• [SOURCE]
%%

Published by github-actions[bot] over 2 years ago

Added

  • --core-opts flag to send options to semgrep-core. For internal use: no guarantees made for semgrep-core options (#5111)

Changed

  • semgrep ci prints out all findings instead of hiding nonblocking findings (#5116)
semgrep - Release v0.90.0

Published by github-actions[bot] over 2 years ago

Added

  • Join mode now supports inline rules via the rules: key underneath the join: key.
  • Added vendor.name field in gitlab sast output (#5077)

Fixed

  • Keep only latest run logs in last.log file (#5070)
semgrep - Release v0.89.0

Published by github-actions[bot] over 2 years ago

Added

  • Bash/Dockerfile: Add support for named ellipses such as in
    echo $...ARGS (#4887)
  • Constant propagation for static constants in php (#5022)

%%

• [GIVEN INFORMATION]
%%

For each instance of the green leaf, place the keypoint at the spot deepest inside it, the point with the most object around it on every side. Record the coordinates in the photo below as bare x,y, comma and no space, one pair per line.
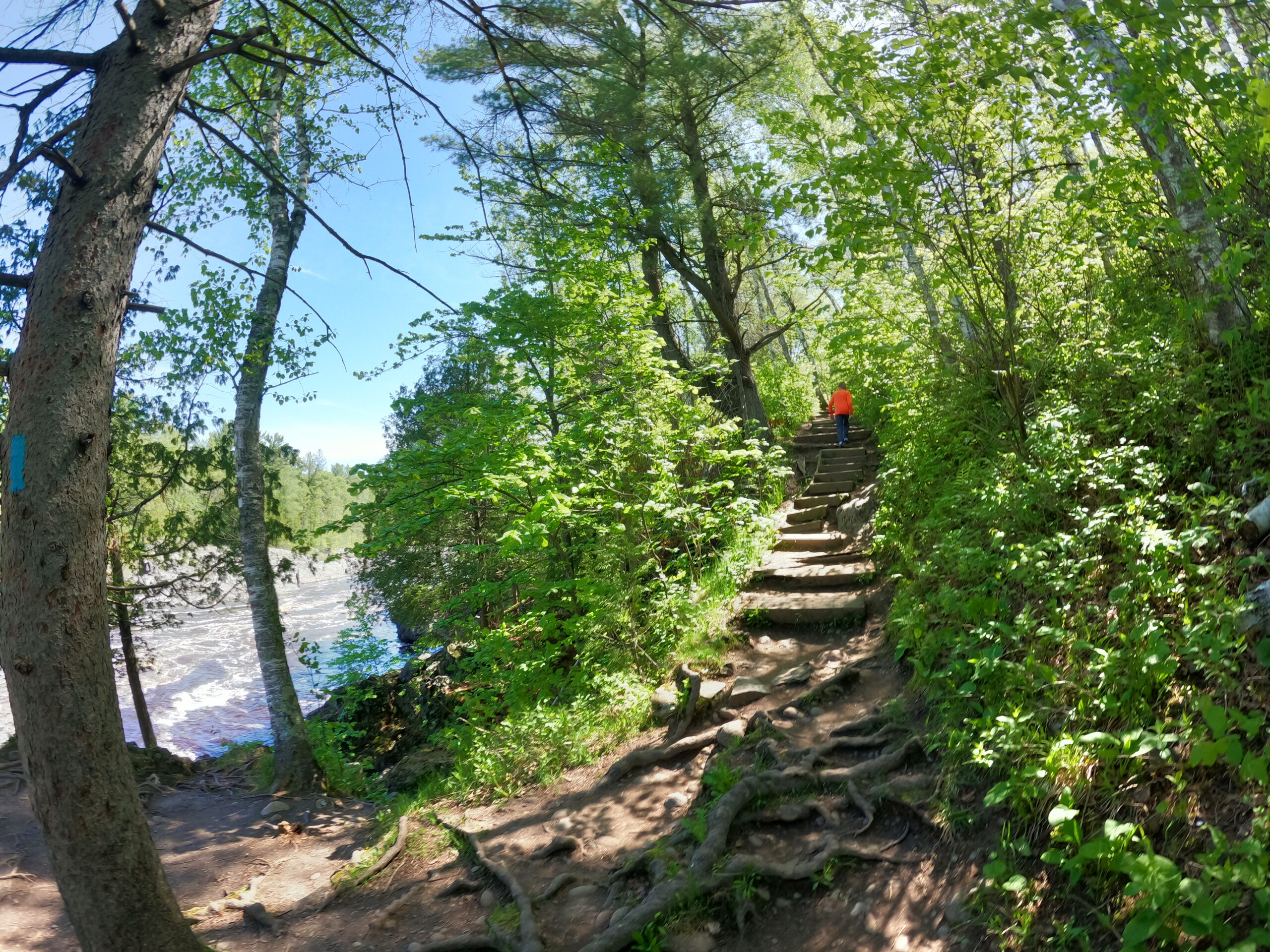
1062,814
1142,927
996,870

%%

• [OBJECTIVES]
1. According to the semgrep release notes, why shouldn't users rely on options passed to semgrep-core through the --core-opts flag? Answer in one to three sentences.
2. Continue the semgrep release notes from the last entry shown.

• [EXERCISE RESULTS]
1. The --core-opts flag is meant for internal use. The release notes state that no guarantees are made for semgrep-core options.

2.
Changed

  • When running a baseline scan on a shallow-cloned git repository,
    Semgrep still needs enough git history available
    to reach the branch-off point between the baseline and current branch.
    Previously, Semgrep would try to gradually fetch more and more commits
    up to a thousand commits of history,
    before giving up and just fetching all commits from the remote git server.
    Now, Semgrep will keep trying smaller batches until up to a million commits.
    This change should reduce runtimes on large baseline scans on very large repositories.
  • Semgrep-core now logs the rule and file affected by a memory warning.
  • Improved error messages from semgrep-core (#5013)
  • Small changes to text output (#5008)
  • Various exit codes changed so that exit code 1 is only for blocking findings (#5039)
  • Subcommand is sent as part of user agent (#5051)

Fixed

  • Lockfiles scanning now respects .semgrepignore
  • Workaround for git safe.directory change in github action (#5044)
  • When a baseline scan diff showed that a path changed a symlink a proper file,
    Semgrep used incorrectly skip that path. This is now fixed.
  • Dockerfile support: handle image aliases correctly (#4881)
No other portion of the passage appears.